» EXCERPT:
START

A SQUADRON OF APPLE PIES
Leinster Leader 26 March 1960
A Squadron of Apple Pies
In this resume of life in a country town before the Great Famine, Cornelius Brosnan includes Thackeray’s description of a visit to Naas in 1842.
On the morning of December 8th 1831, the Freeman’s Journal carried the following front page advertisement for a Hotel in Naas, Co. Kildare: –
“King’s Arms Hotel, Naas, H. Harrington, proprietor of this Hotel respectfully acknowledges his obligations to the nobility and Public generally for the kind support which he has experienced since he undertook the management of this establishment. He hopes that his personal and unremitting attention and moderate charges will secure for him the patronage of those who have already visited his hotel.
“To those who may not as yet have stopped at his house he hopes his established name may be a sufficient inducement to favour him with a trial. He would suggest to families, about to leave Dublin for the country, the convenience of sleeping at Naas the night prior (if allowed to say so), to their undertaking the journey and as the hotel department is conducted under his own immediate inspection he pledges himself for the safety and goodness of his beds, and the attention and honesty of his servants. He also begs to say that he has a supply of food and post horses and carriages, always ready at a moments warning.

END

» RECORDS SHOWN:
START

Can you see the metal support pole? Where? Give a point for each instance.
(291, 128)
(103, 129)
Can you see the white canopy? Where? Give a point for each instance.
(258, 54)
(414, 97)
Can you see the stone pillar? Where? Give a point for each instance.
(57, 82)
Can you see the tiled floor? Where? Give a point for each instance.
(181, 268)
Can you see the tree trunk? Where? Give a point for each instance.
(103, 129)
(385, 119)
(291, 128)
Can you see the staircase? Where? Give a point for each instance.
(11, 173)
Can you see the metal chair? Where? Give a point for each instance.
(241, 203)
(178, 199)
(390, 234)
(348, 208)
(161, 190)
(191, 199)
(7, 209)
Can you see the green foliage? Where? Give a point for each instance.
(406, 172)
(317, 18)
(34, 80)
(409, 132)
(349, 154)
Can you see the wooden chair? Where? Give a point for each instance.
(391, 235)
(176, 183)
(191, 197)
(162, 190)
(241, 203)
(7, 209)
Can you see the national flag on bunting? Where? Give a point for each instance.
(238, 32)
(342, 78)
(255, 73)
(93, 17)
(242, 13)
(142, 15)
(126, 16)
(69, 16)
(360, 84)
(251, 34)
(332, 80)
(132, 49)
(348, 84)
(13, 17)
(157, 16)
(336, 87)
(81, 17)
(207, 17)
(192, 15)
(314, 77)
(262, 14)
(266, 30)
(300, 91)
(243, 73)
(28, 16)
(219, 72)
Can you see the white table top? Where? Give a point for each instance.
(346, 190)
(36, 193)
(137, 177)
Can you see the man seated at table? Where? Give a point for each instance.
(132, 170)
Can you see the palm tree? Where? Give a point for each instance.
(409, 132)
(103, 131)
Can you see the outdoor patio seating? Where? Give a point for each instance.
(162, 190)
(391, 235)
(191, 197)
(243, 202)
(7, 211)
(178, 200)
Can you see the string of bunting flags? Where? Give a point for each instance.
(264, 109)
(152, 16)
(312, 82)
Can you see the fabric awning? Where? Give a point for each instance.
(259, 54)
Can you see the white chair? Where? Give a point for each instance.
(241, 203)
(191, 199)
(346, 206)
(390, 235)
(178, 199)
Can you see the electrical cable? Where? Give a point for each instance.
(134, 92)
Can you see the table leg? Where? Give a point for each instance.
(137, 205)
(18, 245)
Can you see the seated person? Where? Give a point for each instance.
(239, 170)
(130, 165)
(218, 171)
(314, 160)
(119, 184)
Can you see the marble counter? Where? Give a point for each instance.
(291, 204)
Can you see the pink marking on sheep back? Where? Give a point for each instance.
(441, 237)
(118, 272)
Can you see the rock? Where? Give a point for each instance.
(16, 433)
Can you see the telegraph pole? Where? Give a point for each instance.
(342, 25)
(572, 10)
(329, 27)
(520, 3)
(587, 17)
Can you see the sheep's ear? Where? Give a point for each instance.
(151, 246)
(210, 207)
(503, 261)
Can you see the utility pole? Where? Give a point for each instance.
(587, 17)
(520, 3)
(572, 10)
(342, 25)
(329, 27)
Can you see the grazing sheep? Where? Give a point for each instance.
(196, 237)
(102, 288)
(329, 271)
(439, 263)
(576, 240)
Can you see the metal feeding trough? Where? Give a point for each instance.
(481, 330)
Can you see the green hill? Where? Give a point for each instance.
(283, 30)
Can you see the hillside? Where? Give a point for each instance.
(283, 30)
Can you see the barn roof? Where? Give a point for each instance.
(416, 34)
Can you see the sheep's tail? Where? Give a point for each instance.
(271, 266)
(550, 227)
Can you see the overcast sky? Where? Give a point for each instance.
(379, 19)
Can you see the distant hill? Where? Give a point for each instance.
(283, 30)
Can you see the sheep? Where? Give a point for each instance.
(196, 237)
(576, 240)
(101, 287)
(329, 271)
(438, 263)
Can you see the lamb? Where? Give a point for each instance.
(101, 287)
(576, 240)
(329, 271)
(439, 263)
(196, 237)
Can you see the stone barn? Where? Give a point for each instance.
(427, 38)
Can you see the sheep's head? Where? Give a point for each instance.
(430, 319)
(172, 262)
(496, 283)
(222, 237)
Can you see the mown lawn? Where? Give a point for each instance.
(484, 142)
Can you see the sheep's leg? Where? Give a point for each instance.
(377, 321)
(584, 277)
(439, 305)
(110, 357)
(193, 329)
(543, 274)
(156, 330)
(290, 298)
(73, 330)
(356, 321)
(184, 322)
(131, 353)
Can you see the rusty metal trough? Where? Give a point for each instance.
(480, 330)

END

» TASK REQUIREMENTS: According to the Leinster Leader article, who was the proprietor of the King's Arms Hotel in Naas?

» SOLUTION TO THIS PROBLEM: H. Harrington